### WHAT THE EXERCISE ASKS
Transcribe every record without leaving anything out or changing a word.

═══ DATA FOR PROCESSING

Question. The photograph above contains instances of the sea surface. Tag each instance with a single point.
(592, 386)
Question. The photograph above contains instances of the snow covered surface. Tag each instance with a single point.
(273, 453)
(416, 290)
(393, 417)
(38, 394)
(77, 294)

══════

### ANSWER TO THE PROBLEM
Question. The photograph above contains instances of the sea surface. Tag each instance with a single point.
(592, 386)
Question. The photograph above contains instances of the snow covered surface. Tag each instance with a single point.
(273, 453)
(416, 290)
(393, 417)
(38, 394)
(77, 294)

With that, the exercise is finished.